[Description of the task]: Below are entries; copy exactly the lines from the one with "Target: two-story house" through the one with "Note: identify the wooden staircase", both included, and leave out the rest.

(Entries taken from a collection)
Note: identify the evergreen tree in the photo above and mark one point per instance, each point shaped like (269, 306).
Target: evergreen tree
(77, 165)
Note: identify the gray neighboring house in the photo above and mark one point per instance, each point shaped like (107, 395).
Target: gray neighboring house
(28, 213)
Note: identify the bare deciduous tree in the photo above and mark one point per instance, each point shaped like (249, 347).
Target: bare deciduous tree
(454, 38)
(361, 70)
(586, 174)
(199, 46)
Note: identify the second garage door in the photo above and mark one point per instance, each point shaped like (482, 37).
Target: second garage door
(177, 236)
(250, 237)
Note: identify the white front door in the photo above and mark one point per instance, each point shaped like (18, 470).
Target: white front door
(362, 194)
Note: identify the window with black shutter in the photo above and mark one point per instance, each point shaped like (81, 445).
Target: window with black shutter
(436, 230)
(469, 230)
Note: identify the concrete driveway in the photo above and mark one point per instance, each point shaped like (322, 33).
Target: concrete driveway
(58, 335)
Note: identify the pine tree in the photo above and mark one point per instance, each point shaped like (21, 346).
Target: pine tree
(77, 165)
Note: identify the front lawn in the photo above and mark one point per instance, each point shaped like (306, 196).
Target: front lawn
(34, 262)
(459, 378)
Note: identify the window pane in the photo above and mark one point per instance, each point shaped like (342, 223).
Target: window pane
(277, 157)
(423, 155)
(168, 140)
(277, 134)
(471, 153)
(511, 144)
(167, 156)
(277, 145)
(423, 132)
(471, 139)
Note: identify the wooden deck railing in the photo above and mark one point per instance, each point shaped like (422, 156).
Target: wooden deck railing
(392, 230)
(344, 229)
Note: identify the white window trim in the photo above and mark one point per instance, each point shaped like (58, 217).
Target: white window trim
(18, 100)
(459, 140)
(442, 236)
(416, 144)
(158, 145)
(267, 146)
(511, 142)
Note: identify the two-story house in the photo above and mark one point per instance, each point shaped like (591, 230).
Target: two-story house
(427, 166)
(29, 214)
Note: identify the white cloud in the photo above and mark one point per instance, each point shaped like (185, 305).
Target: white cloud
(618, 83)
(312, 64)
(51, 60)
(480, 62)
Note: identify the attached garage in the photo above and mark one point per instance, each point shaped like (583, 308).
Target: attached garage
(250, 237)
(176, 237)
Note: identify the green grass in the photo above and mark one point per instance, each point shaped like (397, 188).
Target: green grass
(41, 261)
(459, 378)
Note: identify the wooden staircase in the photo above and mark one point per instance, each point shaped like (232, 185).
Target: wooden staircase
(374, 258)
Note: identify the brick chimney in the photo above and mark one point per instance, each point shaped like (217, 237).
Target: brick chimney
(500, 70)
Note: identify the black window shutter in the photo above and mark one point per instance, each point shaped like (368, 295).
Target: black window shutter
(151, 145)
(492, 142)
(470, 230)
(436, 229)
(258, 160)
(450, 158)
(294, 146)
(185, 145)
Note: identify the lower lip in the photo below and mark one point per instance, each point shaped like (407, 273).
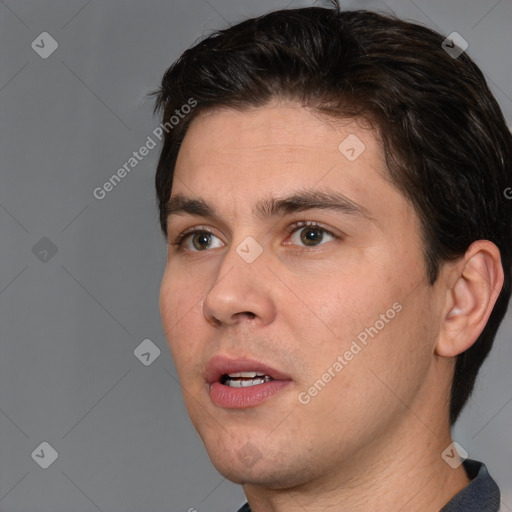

[Task output]:
Target: two-story house
(427, 166)
(29, 214)
Note: identify the white cloud in the photo above and mark one point per instance, each point shaped like (185, 305).
Target: white cloud
(618, 83)
(312, 64)
(51, 60)
(480, 62)
Note: identify the attached garage in the photo above and mark one point per instance, each point shaped like (583, 308).
Target: attached garage
(250, 237)
(176, 237)
Note: identify the green grass in the photo above and mark one point per instance, each point shaped like (397, 188).
Target: green grass
(41, 261)
(459, 378)
Note: identify the wooden staircase in the photo above and mark one point per instance, each point shaped like (232, 185).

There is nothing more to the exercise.